#### [TASK GOAL]
List each line of the data below that contains the string "road". Case counts when matching.

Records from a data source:
----
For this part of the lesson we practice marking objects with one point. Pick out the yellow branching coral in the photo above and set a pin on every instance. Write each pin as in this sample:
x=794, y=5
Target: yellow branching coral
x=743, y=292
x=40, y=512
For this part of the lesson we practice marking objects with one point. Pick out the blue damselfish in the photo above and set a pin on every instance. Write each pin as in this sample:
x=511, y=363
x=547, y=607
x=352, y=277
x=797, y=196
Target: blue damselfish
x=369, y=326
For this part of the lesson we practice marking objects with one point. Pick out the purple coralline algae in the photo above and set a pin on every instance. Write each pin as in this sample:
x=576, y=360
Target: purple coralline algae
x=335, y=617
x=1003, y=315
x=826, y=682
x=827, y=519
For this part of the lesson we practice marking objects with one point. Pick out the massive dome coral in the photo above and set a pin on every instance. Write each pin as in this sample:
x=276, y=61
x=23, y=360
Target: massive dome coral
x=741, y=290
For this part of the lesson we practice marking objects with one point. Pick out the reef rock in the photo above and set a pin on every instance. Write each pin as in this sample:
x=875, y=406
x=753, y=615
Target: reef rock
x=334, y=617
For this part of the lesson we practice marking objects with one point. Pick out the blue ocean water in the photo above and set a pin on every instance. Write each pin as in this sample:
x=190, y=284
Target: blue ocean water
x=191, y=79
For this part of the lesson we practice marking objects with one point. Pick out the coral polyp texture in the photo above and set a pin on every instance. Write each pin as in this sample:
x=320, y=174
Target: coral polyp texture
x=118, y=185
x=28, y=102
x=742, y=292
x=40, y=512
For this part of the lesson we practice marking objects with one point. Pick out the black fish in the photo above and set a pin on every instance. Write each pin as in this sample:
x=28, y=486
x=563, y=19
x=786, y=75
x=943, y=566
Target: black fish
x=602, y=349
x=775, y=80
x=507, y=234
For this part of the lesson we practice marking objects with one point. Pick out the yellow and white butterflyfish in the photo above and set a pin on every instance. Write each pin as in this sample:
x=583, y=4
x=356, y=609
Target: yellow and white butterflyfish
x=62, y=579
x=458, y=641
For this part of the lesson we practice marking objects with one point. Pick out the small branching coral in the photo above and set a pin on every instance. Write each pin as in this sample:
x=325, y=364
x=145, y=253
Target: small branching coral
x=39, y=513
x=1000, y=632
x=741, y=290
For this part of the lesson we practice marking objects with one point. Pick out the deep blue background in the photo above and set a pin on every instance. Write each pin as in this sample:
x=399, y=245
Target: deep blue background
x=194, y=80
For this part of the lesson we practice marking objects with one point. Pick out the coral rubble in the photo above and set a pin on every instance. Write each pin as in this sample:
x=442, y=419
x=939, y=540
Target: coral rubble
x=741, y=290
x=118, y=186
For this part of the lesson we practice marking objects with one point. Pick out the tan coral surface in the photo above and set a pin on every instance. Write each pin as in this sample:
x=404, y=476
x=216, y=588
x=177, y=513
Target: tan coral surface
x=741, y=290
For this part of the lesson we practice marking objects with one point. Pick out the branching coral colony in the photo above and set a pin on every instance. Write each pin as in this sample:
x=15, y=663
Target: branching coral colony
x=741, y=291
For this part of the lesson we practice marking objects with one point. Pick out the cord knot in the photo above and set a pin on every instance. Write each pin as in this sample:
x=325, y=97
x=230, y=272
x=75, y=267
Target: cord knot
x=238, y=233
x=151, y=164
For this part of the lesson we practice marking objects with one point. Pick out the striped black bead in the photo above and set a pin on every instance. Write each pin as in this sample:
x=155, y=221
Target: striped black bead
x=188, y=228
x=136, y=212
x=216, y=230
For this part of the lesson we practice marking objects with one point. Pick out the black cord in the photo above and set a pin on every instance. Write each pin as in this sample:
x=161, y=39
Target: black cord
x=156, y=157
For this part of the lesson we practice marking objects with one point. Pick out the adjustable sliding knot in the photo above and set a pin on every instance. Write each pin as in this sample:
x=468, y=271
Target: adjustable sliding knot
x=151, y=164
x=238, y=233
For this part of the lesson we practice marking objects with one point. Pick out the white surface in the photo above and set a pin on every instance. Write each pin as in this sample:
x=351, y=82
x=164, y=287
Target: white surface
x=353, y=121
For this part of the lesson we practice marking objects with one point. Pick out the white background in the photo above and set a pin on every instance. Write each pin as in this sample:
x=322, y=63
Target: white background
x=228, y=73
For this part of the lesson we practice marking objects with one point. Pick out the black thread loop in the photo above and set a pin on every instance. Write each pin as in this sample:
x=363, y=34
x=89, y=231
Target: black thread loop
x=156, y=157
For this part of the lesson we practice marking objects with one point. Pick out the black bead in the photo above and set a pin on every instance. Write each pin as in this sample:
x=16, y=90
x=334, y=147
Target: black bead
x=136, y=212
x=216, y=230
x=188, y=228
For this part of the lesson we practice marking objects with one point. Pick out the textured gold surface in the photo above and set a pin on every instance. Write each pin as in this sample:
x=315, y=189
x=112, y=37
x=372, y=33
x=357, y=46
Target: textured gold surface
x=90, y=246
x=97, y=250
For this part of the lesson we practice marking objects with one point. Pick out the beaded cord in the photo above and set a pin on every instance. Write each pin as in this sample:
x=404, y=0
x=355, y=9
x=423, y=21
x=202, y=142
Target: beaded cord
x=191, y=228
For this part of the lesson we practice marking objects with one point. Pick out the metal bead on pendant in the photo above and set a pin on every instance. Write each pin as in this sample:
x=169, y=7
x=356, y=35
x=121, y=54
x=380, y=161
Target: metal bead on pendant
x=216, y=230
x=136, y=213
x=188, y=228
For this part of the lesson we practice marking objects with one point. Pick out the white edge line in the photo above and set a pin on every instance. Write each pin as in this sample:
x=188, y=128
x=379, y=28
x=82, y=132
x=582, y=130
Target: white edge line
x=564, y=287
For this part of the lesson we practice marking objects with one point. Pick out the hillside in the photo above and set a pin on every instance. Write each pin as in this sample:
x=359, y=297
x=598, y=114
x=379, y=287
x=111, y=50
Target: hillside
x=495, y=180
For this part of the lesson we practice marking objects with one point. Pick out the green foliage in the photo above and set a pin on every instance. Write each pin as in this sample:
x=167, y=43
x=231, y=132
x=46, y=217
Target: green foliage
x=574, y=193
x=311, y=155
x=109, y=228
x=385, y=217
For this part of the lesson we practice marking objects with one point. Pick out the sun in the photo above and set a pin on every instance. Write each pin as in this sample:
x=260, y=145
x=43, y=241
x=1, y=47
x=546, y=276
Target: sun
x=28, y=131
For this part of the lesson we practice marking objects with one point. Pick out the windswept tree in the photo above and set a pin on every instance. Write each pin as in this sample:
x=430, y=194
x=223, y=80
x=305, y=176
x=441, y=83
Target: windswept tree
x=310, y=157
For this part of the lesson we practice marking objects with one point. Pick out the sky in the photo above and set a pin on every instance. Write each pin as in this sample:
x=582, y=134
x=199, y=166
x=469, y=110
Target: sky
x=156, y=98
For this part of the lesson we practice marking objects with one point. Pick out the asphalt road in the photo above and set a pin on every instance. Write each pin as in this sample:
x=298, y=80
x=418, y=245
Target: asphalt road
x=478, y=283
----
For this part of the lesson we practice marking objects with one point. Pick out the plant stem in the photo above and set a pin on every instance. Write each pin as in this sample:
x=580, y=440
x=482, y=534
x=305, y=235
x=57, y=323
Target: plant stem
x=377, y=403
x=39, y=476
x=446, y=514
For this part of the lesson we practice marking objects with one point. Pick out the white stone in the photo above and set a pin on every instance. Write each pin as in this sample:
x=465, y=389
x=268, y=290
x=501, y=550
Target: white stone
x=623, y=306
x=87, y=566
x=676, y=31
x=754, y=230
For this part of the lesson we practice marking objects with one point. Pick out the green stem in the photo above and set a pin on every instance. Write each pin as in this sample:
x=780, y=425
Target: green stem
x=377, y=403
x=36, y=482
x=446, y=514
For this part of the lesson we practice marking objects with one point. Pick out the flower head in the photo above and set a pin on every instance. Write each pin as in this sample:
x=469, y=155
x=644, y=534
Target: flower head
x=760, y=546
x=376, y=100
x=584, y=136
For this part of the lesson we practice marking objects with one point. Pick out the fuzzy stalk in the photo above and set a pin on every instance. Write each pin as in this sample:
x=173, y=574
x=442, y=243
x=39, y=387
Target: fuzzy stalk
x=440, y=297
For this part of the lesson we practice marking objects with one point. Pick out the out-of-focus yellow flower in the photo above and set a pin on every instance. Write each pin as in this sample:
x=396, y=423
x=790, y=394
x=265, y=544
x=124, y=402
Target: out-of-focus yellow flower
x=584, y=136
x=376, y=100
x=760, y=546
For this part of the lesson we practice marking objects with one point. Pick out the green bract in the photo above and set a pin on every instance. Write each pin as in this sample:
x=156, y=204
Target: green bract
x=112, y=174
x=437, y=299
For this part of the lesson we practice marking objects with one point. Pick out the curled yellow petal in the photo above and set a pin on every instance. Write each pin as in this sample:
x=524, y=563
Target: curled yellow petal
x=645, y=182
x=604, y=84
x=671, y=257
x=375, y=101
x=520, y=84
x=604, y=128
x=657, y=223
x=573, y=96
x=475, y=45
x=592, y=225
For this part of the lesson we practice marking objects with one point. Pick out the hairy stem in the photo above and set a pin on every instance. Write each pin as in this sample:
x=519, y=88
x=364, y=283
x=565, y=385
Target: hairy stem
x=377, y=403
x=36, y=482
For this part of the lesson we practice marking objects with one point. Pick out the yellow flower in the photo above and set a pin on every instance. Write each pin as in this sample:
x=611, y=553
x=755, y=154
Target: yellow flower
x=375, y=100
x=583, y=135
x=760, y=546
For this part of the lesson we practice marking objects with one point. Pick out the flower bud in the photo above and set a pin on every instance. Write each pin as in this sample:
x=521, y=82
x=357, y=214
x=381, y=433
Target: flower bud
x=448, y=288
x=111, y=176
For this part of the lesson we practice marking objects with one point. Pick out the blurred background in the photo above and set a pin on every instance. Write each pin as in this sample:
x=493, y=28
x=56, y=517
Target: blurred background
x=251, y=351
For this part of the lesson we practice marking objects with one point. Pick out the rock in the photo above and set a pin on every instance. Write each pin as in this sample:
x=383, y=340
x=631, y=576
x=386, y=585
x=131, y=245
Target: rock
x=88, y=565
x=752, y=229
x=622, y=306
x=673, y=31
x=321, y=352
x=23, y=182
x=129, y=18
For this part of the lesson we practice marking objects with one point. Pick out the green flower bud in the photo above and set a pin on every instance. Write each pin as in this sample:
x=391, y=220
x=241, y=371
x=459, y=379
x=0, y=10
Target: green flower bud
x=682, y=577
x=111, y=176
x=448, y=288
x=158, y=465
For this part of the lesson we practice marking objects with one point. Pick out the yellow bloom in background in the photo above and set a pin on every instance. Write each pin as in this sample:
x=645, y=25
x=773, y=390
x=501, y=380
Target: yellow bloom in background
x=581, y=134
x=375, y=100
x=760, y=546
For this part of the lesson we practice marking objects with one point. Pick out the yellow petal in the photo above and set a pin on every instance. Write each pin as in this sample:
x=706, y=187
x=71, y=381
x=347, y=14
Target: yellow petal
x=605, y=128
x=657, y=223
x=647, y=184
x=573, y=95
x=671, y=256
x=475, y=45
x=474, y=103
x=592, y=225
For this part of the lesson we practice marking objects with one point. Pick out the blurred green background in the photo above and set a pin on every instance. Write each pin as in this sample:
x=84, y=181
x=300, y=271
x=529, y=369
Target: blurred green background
----
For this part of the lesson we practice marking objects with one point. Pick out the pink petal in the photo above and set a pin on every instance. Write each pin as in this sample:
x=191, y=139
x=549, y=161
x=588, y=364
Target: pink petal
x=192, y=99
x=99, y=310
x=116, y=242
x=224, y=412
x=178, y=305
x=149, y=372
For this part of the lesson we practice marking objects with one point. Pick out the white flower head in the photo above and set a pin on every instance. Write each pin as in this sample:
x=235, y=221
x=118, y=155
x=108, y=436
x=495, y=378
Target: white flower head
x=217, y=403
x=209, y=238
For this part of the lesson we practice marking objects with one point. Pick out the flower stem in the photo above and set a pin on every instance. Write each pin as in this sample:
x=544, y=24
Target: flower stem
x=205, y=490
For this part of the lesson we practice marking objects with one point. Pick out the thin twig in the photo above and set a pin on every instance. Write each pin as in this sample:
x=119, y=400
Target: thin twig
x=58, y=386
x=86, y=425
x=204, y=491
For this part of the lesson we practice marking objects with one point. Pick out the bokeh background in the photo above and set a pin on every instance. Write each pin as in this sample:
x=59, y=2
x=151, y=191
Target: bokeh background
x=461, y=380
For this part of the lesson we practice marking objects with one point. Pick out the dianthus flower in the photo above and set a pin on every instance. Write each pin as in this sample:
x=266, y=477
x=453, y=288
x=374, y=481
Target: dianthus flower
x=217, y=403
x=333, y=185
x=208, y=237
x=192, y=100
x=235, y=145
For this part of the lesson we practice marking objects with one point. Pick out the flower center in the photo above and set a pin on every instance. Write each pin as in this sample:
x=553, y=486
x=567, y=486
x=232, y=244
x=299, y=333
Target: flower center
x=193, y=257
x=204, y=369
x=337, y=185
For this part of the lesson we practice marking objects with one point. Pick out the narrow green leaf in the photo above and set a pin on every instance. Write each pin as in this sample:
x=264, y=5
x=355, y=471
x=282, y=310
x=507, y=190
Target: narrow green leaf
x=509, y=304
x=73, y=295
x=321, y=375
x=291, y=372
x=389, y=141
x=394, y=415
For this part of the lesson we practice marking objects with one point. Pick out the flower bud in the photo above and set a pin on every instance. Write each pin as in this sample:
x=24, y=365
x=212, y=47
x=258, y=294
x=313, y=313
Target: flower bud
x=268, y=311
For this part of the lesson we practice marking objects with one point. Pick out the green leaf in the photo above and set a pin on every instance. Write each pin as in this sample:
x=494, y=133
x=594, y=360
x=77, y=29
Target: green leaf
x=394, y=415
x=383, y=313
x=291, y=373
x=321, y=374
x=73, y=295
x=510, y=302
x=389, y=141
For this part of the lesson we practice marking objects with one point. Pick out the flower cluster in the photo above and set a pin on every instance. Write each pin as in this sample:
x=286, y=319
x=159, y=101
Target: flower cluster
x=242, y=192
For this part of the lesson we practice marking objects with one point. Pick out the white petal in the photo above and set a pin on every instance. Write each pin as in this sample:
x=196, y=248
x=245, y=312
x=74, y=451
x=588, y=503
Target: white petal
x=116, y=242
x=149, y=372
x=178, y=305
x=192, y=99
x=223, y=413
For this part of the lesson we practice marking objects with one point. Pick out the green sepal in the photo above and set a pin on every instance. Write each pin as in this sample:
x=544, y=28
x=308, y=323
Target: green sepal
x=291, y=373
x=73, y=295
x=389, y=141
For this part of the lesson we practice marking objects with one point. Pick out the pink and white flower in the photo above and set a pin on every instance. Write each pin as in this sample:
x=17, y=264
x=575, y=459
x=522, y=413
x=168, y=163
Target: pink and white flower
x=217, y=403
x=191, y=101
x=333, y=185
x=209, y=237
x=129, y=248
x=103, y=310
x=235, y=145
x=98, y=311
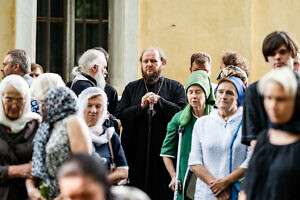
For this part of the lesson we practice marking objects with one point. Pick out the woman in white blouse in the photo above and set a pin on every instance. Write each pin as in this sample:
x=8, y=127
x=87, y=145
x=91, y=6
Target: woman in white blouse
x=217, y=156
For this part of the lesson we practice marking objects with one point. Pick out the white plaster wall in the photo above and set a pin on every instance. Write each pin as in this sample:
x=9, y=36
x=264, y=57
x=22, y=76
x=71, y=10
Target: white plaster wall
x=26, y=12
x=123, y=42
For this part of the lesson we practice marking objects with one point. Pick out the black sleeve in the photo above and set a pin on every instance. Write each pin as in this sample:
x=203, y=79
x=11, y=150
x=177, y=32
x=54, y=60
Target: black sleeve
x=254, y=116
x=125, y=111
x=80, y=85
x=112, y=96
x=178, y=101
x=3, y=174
----
#### [FINISHED EXERCISE]
For this part of the lesson we practice marking objects with one point. Pick out the asphalt road in the photo above and set a pin on every instance. Write each pin as in this sample:
Target: asphalt road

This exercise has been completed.